■ INFORMATION SUPPLIED

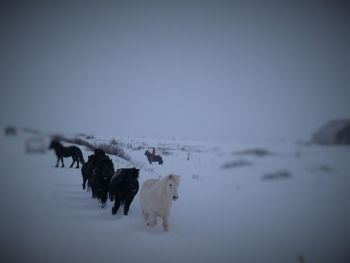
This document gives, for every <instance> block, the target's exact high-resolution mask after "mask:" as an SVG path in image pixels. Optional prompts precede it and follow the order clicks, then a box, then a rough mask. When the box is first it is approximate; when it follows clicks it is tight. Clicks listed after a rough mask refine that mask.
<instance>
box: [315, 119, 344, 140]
mask: <svg viewBox="0 0 350 263" xmlns="http://www.w3.org/2000/svg"><path fill="white" fill-rule="evenodd" d="M312 141H313V142H314V143H318V144H350V119H340V120H331V121H329V122H327V123H326V124H325V125H324V126H322V127H321V128H320V129H318V130H317V131H316V132H315V133H314V134H313V135H312Z"/></svg>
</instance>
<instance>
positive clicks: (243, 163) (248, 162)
mask: <svg viewBox="0 0 350 263" xmlns="http://www.w3.org/2000/svg"><path fill="white" fill-rule="evenodd" d="M252 164H253V163H252V162H250V161H246V160H235V161H231V162H227V163H225V164H224V165H223V166H221V168H222V169H231V168H237V167H242V166H248V165H252Z"/></svg>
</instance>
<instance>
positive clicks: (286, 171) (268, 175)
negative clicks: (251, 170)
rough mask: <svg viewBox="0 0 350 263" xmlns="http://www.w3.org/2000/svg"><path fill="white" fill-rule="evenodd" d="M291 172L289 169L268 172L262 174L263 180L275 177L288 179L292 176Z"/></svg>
mask: <svg viewBox="0 0 350 263" xmlns="http://www.w3.org/2000/svg"><path fill="white" fill-rule="evenodd" d="M290 177H291V174H290V173H289V172H288V171H277V172H274V173H268V174H265V175H263V176H262V178H261V179H262V180H274V179H286V178H290Z"/></svg>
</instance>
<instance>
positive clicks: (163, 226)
mask: <svg viewBox="0 0 350 263" xmlns="http://www.w3.org/2000/svg"><path fill="white" fill-rule="evenodd" d="M162 220H163V228H164V231H166V232H168V231H169V223H168V216H167V215H166V216H162Z"/></svg>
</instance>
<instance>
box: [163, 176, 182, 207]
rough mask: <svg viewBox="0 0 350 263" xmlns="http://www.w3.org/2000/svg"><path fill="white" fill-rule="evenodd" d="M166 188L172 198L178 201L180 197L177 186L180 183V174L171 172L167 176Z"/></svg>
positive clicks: (165, 180)
mask: <svg viewBox="0 0 350 263" xmlns="http://www.w3.org/2000/svg"><path fill="white" fill-rule="evenodd" d="M165 182H166V189H167V193H168V197H169V198H170V200H173V201H176V200H177V199H178V198H179V194H178V192H177V188H178V187H179V185H180V176H179V175H173V174H170V175H168V176H166V177H165Z"/></svg>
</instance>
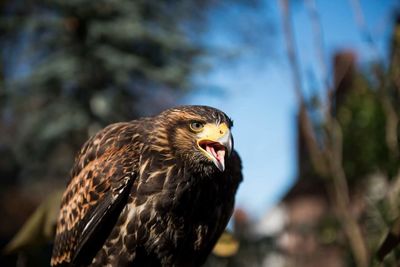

■ EXERCISE OBJECTIVE
Word for word, reproduce the listing above; no image should be carried over.

■ RESPONSE FOR THIS EXERCISE
This document gives, for every <instance> block, the target's exact high-resolution mask after "mask:" as an SVG path in image pixels. Optional prompts precede it and follow the order clicks, then a box, then a rough mask. When the box is first it is approximate; when it follows clicks it is tight. Clicks listed after a rough mask refine that mask.
<instance>
box: [315, 119, 344, 140]
mask: <svg viewBox="0 0 350 263" xmlns="http://www.w3.org/2000/svg"><path fill="white" fill-rule="evenodd" d="M312 141H313V142H314V143H318V144H350V119H340V120H331V121H329V122H327V123H326V124H325V125H324V126H322V127H321V128H320V129H318V130H317V131H316V132H315V133H314V134H313V135H312Z"/></svg>
</instance>
<instance>
positive clicks: (243, 163) (248, 162)
mask: <svg viewBox="0 0 350 263" xmlns="http://www.w3.org/2000/svg"><path fill="white" fill-rule="evenodd" d="M252 164H253V163H252V162H250V161H246V160H235V161H231V162H227V163H225V164H224V165H223V166H221V168H222V169H231V168H237V167H242V166H248V165H252Z"/></svg>
</instance>
<instance>
positive clicks: (286, 171) (268, 175)
negative clicks: (251, 170)
rough mask: <svg viewBox="0 0 350 263" xmlns="http://www.w3.org/2000/svg"><path fill="white" fill-rule="evenodd" d="M291 172L289 169L268 172L262 174L263 180L275 177L288 179L292 176Z"/></svg>
mask: <svg viewBox="0 0 350 263" xmlns="http://www.w3.org/2000/svg"><path fill="white" fill-rule="evenodd" d="M290 177H291V174H290V173H289V172H288V171H277V172H274V173H268V174H265V175H263V176H262V178H261V179H262V180H274V179H286V178H290Z"/></svg>
</instance>
<instance>
positive clicks: (163, 226)
mask: <svg viewBox="0 0 350 263" xmlns="http://www.w3.org/2000/svg"><path fill="white" fill-rule="evenodd" d="M162 220H163V228H164V231H166V232H168V231H169V223H168V216H167V215H166V216H162Z"/></svg>
</instance>
<instance>
box: [163, 176, 182, 207]
rough mask: <svg viewBox="0 0 350 263" xmlns="http://www.w3.org/2000/svg"><path fill="white" fill-rule="evenodd" d="M166 188L172 198L178 201L180 197L177 186L180 183V174L171 172L167 176Z"/></svg>
positive clicks: (165, 180)
mask: <svg viewBox="0 0 350 263" xmlns="http://www.w3.org/2000/svg"><path fill="white" fill-rule="evenodd" d="M165 182H166V189H167V193H168V197H169V198H170V200H173V201H176V200H177V199H178V198H179V194H178V192H177V188H178V187H179V185H180V176H179V175H173V174H170V175H168V176H166V177H165Z"/></svg>
</instance>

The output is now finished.